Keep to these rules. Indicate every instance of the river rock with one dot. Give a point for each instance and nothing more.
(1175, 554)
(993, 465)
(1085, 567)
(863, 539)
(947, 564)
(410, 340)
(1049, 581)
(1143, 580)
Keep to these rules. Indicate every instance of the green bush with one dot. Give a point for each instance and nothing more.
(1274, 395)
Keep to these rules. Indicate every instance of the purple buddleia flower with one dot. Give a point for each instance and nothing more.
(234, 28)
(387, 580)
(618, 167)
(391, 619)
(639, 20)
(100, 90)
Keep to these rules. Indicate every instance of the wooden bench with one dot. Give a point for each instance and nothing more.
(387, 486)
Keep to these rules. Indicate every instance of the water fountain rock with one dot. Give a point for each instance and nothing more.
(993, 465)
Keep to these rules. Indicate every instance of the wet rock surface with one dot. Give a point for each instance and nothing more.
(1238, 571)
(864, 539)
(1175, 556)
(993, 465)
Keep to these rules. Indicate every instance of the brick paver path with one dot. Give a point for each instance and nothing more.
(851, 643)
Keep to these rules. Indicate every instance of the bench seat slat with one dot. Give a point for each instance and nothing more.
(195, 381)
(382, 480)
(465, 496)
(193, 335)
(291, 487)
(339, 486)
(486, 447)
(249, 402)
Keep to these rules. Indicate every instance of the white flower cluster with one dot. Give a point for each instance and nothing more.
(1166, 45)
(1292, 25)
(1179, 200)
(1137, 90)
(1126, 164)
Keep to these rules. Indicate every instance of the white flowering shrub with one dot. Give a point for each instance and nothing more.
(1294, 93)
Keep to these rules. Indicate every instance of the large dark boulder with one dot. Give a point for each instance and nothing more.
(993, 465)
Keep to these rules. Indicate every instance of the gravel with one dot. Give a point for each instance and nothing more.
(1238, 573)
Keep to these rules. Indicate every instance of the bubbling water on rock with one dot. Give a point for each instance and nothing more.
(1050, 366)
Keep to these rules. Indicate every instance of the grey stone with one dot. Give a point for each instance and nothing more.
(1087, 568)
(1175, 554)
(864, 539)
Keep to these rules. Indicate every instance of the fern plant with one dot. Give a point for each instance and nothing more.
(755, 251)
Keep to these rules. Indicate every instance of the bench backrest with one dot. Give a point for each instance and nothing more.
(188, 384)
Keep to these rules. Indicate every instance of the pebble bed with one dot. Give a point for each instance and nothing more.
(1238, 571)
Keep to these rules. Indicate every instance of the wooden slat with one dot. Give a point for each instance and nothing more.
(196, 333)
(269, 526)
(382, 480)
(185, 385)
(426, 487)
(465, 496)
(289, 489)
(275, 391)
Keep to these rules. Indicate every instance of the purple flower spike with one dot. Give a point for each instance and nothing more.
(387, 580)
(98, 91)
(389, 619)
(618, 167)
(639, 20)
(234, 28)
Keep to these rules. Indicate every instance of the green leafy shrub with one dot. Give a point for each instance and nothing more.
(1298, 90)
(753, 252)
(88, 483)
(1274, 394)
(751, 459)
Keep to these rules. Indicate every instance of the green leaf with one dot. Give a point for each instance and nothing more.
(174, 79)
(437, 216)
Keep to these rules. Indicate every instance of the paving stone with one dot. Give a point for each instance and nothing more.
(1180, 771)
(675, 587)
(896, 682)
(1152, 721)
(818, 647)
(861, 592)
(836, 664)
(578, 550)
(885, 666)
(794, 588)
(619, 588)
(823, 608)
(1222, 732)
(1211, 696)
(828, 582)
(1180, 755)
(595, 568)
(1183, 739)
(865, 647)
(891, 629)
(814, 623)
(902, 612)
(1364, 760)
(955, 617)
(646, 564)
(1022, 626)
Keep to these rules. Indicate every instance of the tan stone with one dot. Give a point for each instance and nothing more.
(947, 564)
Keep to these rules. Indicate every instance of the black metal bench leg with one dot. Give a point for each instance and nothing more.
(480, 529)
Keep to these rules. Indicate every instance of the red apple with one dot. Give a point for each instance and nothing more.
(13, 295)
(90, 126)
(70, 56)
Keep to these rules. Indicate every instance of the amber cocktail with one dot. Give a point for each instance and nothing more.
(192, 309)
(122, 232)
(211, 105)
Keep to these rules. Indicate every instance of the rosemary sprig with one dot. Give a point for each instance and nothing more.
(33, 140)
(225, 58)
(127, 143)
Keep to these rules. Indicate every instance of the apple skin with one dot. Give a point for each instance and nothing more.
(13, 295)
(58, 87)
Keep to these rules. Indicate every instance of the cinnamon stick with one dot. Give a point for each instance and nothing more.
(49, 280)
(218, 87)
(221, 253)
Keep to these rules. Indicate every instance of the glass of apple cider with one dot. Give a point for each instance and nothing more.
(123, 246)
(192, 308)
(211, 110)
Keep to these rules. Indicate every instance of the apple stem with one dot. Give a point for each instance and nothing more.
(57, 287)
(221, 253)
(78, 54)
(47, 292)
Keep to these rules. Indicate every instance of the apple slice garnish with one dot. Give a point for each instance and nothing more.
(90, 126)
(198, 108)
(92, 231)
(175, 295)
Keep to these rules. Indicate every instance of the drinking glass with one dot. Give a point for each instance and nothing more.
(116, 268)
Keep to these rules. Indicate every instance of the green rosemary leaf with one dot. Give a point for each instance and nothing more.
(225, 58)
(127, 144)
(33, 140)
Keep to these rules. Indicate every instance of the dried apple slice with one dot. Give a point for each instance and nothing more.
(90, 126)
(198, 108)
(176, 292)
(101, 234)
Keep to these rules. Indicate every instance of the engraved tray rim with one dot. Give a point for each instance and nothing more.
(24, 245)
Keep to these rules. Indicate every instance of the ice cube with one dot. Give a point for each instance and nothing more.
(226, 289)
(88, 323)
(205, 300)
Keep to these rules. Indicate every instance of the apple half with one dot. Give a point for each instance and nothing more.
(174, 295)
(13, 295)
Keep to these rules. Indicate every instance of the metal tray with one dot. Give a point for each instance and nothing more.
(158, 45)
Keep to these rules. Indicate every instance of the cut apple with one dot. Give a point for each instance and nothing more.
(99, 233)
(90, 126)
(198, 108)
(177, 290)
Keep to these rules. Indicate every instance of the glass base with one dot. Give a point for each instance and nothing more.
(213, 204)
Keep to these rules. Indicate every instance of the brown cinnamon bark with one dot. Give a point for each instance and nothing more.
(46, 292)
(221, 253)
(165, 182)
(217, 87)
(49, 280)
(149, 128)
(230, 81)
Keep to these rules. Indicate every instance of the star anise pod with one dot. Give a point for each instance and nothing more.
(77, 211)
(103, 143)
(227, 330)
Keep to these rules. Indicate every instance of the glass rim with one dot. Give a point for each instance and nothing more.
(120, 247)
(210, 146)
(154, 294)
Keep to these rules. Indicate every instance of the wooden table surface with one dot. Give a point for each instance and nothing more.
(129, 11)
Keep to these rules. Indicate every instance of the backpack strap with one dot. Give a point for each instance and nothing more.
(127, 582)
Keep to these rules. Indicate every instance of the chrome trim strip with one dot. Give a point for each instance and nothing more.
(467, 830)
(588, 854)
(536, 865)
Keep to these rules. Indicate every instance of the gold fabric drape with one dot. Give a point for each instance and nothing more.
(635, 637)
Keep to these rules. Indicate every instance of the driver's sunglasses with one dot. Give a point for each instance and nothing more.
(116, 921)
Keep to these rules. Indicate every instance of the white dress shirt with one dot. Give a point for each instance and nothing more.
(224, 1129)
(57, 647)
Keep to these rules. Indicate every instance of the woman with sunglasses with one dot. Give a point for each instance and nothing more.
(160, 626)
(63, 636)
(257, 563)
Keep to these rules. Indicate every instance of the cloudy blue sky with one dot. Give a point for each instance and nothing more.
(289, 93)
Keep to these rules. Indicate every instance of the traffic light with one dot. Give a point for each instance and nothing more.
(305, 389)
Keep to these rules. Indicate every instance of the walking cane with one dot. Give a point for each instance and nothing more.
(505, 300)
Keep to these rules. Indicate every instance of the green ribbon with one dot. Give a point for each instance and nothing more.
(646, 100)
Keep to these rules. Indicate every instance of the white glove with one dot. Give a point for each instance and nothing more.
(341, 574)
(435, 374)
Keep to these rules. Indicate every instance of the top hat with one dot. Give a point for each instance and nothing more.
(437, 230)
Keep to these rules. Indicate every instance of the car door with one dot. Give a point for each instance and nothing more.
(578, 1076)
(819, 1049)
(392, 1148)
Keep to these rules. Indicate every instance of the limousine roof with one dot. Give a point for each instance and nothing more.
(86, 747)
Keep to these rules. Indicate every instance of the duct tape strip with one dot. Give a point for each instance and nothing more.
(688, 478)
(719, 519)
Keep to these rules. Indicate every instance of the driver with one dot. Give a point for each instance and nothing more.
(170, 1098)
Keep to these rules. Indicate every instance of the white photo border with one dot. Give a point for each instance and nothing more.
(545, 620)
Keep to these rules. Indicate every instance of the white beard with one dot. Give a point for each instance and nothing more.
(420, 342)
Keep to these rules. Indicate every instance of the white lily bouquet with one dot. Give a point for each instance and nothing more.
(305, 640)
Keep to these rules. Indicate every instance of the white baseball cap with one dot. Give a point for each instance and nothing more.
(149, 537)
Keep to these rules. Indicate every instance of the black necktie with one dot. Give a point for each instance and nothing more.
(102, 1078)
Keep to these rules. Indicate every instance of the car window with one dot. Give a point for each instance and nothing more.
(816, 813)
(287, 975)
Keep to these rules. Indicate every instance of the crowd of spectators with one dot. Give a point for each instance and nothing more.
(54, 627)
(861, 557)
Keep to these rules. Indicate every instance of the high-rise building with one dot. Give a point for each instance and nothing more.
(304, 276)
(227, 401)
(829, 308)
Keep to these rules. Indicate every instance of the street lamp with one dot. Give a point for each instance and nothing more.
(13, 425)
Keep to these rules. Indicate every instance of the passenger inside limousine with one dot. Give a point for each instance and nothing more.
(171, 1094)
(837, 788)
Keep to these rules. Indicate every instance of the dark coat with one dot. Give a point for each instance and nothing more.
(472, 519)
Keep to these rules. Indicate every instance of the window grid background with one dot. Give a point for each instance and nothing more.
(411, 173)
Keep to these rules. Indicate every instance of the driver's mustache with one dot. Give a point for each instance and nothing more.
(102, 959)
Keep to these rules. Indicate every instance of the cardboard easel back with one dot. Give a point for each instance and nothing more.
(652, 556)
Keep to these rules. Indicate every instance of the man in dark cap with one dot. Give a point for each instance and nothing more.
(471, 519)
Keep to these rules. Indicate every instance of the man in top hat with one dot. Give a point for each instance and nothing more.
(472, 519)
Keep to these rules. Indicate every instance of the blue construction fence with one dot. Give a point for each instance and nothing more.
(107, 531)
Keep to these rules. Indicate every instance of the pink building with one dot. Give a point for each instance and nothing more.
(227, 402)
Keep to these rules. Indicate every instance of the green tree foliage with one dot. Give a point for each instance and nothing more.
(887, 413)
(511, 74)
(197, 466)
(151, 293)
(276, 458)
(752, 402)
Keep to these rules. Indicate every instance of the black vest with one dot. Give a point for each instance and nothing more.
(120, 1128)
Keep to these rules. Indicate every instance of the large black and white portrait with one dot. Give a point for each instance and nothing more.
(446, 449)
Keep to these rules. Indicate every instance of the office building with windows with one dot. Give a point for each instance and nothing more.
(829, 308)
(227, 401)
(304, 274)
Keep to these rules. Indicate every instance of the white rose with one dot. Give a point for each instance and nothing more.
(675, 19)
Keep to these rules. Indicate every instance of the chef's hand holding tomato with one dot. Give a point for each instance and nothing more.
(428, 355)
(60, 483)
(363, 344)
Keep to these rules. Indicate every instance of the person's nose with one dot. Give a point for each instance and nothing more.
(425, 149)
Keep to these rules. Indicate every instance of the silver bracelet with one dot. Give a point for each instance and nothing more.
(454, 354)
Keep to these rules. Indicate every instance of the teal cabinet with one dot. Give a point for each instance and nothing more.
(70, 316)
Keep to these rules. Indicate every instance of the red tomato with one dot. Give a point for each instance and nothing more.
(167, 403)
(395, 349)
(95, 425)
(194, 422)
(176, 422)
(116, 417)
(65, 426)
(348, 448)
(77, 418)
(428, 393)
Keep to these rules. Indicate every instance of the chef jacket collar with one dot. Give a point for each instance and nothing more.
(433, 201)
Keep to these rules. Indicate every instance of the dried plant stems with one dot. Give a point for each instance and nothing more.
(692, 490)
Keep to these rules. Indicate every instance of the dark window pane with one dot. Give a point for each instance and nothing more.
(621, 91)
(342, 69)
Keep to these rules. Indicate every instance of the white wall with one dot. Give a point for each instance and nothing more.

========

▸ **Task to carry out**: Every line from the one containing "Keep to these rules. Indicate every instance of the person's" through the last line of the entries must be written out verbatim, and no other line.

▸ **Complete answer**:
Keep to these rules. Indicate every instance of the person's nose with one dot. Give a point for each instance and nothing more.
(425, 149)
Keep to these rules. Indicate every instance of the silver bracelet with one dot. Give a point for each instance and nothing more.
(454, 354)
Keep to these rules. Indicate every instance of the teal cabinet with one dot. Give a point for each instance and nothing more.
(70, 316)
Keep to these rules. Indicate every instance of the red tomato with one dot. Give a point for each instance and nothing more.
(167, 403)
(395, 349)
(95, 425)
(194, 422)
(176, 422)
(116, 417)
(65, 426)
(348, 448)
(77, 418)
(428, 393)
Keep to these rules. Indicate every instance of the chef jacket collar with one dot. Give a point for each instance and nothing more.
(433, 201)
Keep to these rules. Indicate every instance of the dried plant stems with one dot. Give a point for each instance and nothing more.
(692, 490)
Keep to these rules. Indicate every instance of the dark window pane with one dot. Give a point for each instance and nothing more.
(621, 91)
(342, 69)
Keep to these rules. Indicate every instance of the white wall with one dot. Give a point for each instance and nothing more.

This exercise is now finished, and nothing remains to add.